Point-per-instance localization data
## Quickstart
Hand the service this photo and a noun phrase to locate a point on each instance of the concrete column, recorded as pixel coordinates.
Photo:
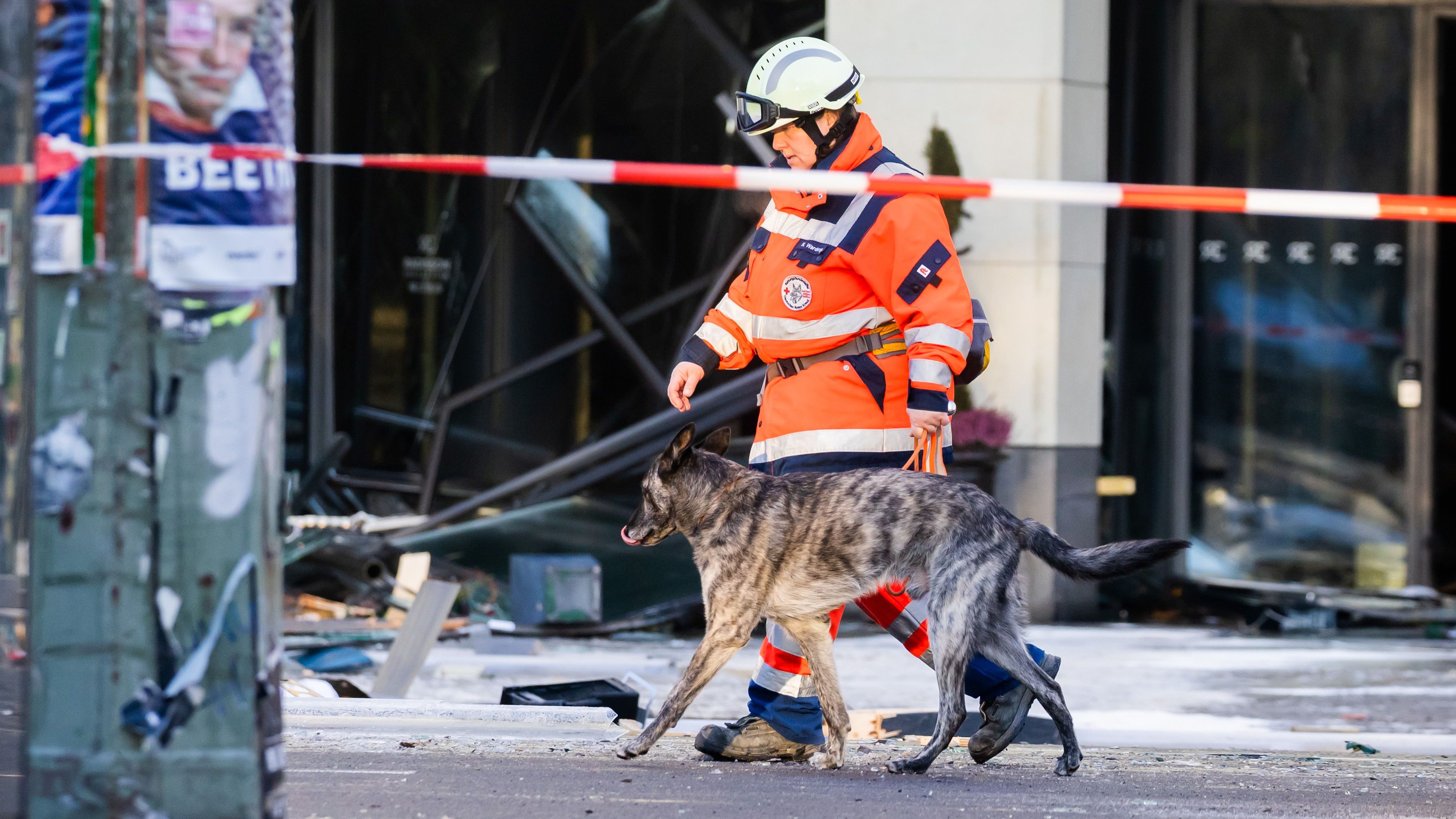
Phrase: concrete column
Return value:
(1021, 88)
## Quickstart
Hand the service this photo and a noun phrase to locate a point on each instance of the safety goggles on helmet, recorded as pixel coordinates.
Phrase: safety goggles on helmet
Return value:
(758, 112)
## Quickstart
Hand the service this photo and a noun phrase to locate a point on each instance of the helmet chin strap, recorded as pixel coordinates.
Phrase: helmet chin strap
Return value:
(810, 127)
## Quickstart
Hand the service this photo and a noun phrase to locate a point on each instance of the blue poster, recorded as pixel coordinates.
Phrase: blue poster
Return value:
(220, 72)
(60, 99)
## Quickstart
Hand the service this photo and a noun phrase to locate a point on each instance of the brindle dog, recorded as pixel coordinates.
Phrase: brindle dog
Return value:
(794, 547)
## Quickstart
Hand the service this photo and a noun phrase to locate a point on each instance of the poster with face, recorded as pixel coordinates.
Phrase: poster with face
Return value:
(220, 72)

**WHAT YOU ARE ASKED TO DO:** Filter the records for lines holding the string "safety". Copy each one.

**YOUR SOLUTION:**
Hand the service this photo and a noun phrase to locate a point on each instance of the safety goggles on helmet, recorded as pixel coordinates.
Phrase: safety goggles on helmet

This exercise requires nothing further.